Extracted information:
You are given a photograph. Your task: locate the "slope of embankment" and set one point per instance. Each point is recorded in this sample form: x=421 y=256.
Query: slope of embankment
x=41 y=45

...

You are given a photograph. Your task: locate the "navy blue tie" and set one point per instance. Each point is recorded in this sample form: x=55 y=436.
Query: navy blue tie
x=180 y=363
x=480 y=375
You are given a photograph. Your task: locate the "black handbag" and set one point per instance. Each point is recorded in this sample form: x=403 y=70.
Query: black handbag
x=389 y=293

Task instructions: Copy out, from the material above, each line where the word "instance" is present.

Completed task:
You are given a photograph. Your task: locate the "slope of embankment" and set one point per instance. Each point is recorded in this sample form: x=421 y=256.
You are given a photograph. Your task: locate the "navy blue tie" and set one point per instance. Each point is recorded in this sample form: x=55 y=436.
You are given a photograph. Your task: locate the "black handbag" and set one point per instance. Each point is recorded in this sample form: x=403 y=70.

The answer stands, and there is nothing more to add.